Short exercise
The records that follow are to be repeated without alteration.

The data
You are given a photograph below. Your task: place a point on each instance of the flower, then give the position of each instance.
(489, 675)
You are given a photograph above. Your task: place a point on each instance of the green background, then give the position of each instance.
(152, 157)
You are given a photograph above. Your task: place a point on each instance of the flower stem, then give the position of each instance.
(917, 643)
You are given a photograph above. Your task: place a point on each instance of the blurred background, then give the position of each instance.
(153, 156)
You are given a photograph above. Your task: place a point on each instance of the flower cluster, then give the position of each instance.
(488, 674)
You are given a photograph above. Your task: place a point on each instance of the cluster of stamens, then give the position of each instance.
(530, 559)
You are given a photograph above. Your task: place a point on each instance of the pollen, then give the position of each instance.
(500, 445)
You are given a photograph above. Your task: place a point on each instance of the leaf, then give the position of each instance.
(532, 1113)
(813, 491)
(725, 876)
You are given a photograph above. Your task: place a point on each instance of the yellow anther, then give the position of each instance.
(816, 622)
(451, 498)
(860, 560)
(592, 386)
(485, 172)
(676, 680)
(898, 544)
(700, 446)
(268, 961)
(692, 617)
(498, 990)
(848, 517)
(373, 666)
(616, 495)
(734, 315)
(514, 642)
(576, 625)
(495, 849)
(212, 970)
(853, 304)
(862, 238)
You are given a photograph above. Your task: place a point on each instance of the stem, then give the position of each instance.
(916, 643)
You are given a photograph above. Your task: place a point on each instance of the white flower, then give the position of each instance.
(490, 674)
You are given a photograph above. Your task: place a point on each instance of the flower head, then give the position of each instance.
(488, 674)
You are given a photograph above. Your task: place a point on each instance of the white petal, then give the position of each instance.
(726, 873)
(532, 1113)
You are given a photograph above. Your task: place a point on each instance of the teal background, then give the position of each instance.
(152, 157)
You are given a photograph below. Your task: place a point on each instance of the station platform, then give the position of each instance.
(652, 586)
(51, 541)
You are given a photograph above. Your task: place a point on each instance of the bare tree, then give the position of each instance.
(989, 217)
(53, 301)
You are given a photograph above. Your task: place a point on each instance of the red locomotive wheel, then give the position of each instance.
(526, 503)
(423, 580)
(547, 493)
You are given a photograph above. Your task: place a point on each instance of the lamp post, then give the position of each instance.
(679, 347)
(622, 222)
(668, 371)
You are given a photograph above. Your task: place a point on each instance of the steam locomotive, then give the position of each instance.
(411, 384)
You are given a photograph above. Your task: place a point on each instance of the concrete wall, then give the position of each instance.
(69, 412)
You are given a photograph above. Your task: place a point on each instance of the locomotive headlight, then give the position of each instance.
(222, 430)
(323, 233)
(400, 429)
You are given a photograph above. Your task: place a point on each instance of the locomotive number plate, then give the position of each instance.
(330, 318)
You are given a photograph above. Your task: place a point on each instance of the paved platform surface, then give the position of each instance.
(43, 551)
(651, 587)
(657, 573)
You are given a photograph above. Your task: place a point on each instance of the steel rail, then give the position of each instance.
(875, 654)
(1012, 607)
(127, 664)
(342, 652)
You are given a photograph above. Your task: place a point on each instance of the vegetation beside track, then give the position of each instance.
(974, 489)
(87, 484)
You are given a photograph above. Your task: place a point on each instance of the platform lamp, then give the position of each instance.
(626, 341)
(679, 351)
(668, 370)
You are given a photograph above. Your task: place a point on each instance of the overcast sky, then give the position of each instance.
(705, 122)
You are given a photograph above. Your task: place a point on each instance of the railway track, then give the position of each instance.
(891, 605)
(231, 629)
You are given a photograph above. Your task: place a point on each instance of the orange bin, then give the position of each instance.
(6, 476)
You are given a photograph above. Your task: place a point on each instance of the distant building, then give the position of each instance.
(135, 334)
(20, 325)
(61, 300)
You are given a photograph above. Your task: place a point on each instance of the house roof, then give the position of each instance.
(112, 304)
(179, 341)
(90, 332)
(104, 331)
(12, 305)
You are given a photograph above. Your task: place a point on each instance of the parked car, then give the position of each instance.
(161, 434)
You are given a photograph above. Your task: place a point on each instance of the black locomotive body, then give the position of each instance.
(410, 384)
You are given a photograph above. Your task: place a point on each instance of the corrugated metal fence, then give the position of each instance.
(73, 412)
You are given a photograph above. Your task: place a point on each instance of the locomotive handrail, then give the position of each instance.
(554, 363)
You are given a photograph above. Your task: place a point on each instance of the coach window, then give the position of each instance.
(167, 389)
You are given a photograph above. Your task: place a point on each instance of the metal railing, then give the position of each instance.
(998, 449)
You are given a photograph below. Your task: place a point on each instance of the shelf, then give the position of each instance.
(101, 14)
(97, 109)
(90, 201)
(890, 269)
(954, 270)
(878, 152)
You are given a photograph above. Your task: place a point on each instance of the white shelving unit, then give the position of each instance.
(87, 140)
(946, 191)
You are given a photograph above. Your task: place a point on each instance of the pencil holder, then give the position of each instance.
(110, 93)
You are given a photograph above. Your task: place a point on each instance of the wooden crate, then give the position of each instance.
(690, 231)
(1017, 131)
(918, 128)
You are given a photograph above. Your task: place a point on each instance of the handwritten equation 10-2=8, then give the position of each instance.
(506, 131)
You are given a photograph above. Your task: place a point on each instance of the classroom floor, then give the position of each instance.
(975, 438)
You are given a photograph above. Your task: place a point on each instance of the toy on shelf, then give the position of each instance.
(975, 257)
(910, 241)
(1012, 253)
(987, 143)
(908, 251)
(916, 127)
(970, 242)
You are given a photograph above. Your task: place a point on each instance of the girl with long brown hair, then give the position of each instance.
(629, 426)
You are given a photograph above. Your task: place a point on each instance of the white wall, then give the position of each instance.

Solved problem
You are given a photograph below. Your task: place a point on each instance of the flower, then give the position of each instance.
(489, 675)
You are given a photograph above. Your task: place a point on each instance of the green background, then give the position of each instance.
(152, 157)
You are given a photograph above. Your task: place a point on each instance of the flower stem, then give the position of each instance.
(917, 643)
You are given a photograph above. Your task: place a point on each instance of the blurred background, then give the position of each instance.
(153, 156)
You are given a photograph above. Your task: place a point on each instance of the flower cluster, then give the position of each instance.
(488, 674)
You are given a photograph above. Your task: place a point on each instance of the cluster of stamens, then give the position of each instance.
(530, 559)
You are given a photograph above. Your task: place a point on each instance of the pollen, then give the position of each instance.
(500, 445)
You are given a photograph above. Your task: place a point on each instance of the leaf, then give the position of each instance.
(532, 1113)
(813, 491)
(725, 876)
You are given a photograph above. Your task: place a point on each instance of the yellow anther, then give the position of each instance.
(816, 622)
(451, 498)
(860, 560)
(592, 386)
(485, 172)
(676, 680)
(898, 544)
(700, 446)
(268, 961)
(692, 617)
(498, 990)
(848, 517)
(373, 666)
(616, 495)
(734, 315)
(514, 642)
(576, 625)
(495, 849)
(212, 970)
(853, 304)
(862, 238)
You are given a photograph above. Your task: place a point on each instance of the stem, then give the position of each instance.
(916, 643)
You are given a photograph above. Your task: place a point on each instance of the white flower, then give the position of each instance.
(490, 674)
You are given a photograph above. Your task: place a point on each instance of the flower head, then give the position of each instance.
(488, 674)
You are given a photograph above. Your task: place a point on each instance of the white petal, then give the position of each instance.
(726, 873)
(532, 1113)
You are given a photograph above. Your task: place a point on each instance of the teal background, then give the position of each instance.
(152, 157)
You are given a photograph below. Your task: place a point on each instance of the station platform, then give the position of each instance.
(652, 586)
(51, 541)
You are given a photograph above. Your task: place a point on each instance of the bare tree, then give the position of each instance.
(989, 217)
(53, 301)
You are given a photograph above. Your task: place a point on each instance of the red locomotive wheel, then give the position of each instance.
(526, 503)
(423, 580)
(547, 493)
You are given a photograph above. Your task: place a point on each instance of the lamp post, then give the position of each instance.
(679, 347)
(622, 222)
(668, 371)
You are given a photograph above. Your task: place a point on each instance of the steam locomotive, then give the position of each instance.
(411, 384)
You are given a photograph above. Your task: place a point on each instance of the concrete wall, then give the position of each instance.
(69, 412)
You are given a photograph above. Your task: place a point on each instance of the locomotive headlight, then give the position of each instance.
(222, 430)
(323, 233)
(400, 429)
You are given a photograph above. Your task: place a point on each instance of the locomotive number plate, then give the position of each instance.
(330, 318)
You are given a photograph above. Your task: place a point on each instance of the paved platform surface, then give the position of each instance.
(43, 551)
(651, 587)
(657, 573)
You are given a photograph above. Your task: place a point on each instance of the steel rail, then give the position of each instance.
(875, 654)
(1012, 607)
(127, 664)
(342, 652)
You are given a photograph above. Your task: place a point on each instance of the vegetation beside track, then give the position of each instance.
(974, 489)
(87, 484)
You are given a photograph above. Your task: place a point on each instance of the platform lamp, then give the position of each instance.
(626, 341)
(679, 351)
(668, 370)
You are given a photograph above. Your task: place a point on each instance of the overcast sky, then give the position of each instance.
(705, 122)
You are given a photograph above. Your task: place a point on each instance of the railway track, then give the position of each instance.
(891, 605)
(231, 629)
You are given a photograph above. Your task: place a point on each instance of the orange bin, then give the position of each instance.
(6, 476)
You are given a photograph above. Your task: place a point on each instance of the distant building, then give the position of each instance.
(135, 334)
(20, 325)
(61, 300)
You are given a photograph above. Your task: place a point on each instance of the house roof, then give the position of each instance.
(112, 304)
(179, 341)
(90, 332)
(104, 331)
(12, 305)
You are given a photograph above. Your task: place a point on each instance of the parked car, then give the position of each instance.
(161, 434)
You are given a photograph above. Your task: place a point on each instance of the black locomotive body, then give the position of each instance.
(410, 384)
You are given a photograph above. Your task: place a point on each instance of the corrugated metal fence, then give the position of each instance.
(73, 412)
You are given a photograph above. Your task: place a point on each instance of the locomotive handrail, then give the position of each instance.
(554, 363)
You are given a photograph above. Your task: place a point on each instance of the coach window, then give the position of each instance.
(167, 389)
You are given a photograph above. Your task: place a point on each instance of the metal railing, then give the position of each instance.
(998, 449)
You are given a photograph below. Your task: place a point on each instance of the shelf, then give the position of each instance.
(101, 14)
(97, 109)
(90, 201)
(890, 269)
(954, 270)
(878, 152)
You are given a photograph above. Your task: place a point on each instance of the white shelving unit, then give the position of each instance.
(87, 140)
(946, 191)
You are given a photograph above. Your task: place a point on each instance of the pencil holder, then give the position of each instance.
(110, 93)
You are given a photograph above. Your task: place a point on each instance of the wooden crate, then give the position of each instance.
(690, 231)
(1017, 131)
(918, 128)
You are given a photograph above. Your task: place a point on each instance of the handwritten equation 10-2=8, then give the position of each instance.
(506, 131)
You are given a photograph above. Your task: place a point on each instance of the classroom floor, then give the position of each instance.
(975, 438)
You are given a photograph above. Your task: place a point on each instance of the toy on shelf, then give the position of each instance.
(975, 257)
(910, 241)
(1012, 253)
(987, 143)
(908, 251)
(916, 127)
(970, 242)
You are given a photograph above. Your task: place a point on each instance of the girl with long brown hair, then give the position of each instance.
(629, 426)
You are given a photograph above. Your task: place a point on each instance of the white wall, then give the position of each instance.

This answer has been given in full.